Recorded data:

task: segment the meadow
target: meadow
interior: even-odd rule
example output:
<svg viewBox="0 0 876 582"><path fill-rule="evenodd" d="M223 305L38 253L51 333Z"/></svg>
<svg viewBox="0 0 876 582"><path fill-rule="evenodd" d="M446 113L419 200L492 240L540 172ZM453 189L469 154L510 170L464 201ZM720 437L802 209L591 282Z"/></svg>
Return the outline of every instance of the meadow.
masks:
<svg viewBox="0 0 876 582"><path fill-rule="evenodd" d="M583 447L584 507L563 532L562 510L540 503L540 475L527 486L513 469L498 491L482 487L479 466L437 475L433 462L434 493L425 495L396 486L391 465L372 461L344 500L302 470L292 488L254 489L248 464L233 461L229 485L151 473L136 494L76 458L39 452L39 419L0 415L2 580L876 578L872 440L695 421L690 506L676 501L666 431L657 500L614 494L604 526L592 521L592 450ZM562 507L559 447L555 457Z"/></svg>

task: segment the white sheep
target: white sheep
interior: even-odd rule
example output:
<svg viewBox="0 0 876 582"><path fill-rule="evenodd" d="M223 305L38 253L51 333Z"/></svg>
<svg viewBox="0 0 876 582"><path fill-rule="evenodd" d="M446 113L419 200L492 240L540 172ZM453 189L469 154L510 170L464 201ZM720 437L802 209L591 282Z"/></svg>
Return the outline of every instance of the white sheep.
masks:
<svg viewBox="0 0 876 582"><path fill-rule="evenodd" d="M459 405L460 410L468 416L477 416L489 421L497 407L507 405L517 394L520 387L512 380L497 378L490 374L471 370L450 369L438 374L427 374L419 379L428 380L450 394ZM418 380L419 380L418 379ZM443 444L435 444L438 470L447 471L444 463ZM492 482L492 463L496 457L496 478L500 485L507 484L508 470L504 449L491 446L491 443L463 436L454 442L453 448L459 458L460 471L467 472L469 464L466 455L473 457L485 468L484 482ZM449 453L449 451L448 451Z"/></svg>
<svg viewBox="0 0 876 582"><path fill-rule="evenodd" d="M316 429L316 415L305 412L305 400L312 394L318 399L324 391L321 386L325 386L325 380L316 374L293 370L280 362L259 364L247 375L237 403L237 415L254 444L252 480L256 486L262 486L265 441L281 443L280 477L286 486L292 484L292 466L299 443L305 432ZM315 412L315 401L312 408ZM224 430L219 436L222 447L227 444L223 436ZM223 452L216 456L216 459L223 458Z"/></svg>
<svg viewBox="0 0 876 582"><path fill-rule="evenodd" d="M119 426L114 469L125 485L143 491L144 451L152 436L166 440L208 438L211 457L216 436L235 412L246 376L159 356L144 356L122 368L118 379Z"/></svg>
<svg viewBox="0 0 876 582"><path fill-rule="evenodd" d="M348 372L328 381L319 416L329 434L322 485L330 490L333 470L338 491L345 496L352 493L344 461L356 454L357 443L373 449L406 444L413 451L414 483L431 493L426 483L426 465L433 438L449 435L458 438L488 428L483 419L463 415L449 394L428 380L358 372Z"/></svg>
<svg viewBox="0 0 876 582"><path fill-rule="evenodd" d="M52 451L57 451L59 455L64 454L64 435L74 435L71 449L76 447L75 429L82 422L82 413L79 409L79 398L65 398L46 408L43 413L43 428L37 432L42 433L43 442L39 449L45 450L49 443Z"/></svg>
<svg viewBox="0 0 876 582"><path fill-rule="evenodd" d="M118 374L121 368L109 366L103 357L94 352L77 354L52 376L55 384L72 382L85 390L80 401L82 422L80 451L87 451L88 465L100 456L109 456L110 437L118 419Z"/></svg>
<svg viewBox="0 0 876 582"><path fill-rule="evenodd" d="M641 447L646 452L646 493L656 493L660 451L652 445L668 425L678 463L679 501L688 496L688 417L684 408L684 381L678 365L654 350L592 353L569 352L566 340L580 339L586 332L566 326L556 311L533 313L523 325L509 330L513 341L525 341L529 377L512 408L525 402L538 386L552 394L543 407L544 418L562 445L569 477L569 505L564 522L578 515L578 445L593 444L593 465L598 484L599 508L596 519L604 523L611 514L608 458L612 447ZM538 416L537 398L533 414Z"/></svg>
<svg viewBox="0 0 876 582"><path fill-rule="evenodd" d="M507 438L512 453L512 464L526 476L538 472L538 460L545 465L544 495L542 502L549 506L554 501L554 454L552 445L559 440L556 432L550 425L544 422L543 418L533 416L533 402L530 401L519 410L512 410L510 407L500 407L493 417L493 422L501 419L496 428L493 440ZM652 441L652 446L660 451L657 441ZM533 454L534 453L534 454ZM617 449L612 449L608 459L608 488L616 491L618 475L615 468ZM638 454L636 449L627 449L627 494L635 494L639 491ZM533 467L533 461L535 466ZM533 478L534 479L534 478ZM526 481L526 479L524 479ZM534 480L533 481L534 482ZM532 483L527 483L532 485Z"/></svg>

Task requirements: Put the lines of the listing from the line containing "task: segment the white sheep" up to and including the line containing "405L460 410L468 416L477" into a Markdown table with the columns Row and Line. Number each row, and leave out any blank lines.

Correct result:
| Row | Line |
|---|---|
| 1 | task: segment the white sheep |
| 2 | target: white sheep |
| 3 | interior: even-odd rule |
| 4 | example output: |
| 5 | <svg viewBox="0 0 876 582"><path fill-rule="evenodd" d="M223 305L38 253L51 333Z"/></svg> |
| 6 | <svg viewBox="0 0 876 582"><path fill-rule="evenodd" d="M446 113L419 200L492 240L540 172ZM453 189L469 154L510 170L464 201ZM720 437L802 209L591 282Z"/></svg> |
| 7 | Return the outline of every instance of the white sheep. |
| 8 | masks: |
| 9 | <svg viewBox="0 0 876 582"><path fill-rule="evenodd" d="M459 405L460 410L468 416L477 416L489 421L497 407L507 405L517 394L520 387L512 380L497 378L490 374L471 370L450 369L438 374L427 374L419 379L428 380L450 394ZM418 380L419 380L418 379ZM443 444L435 444L438 470L447 471L444 463ZM492 482L492 463L496 457L496 478L500 485L507 484L508 470L504 449L491 446L491 443L463 436L454 442L453 448L459 458L460 471L467 472L469 464L466 455L473 457L485 468L484 482ZM449 453L449 451L448 451Z"/></svg> |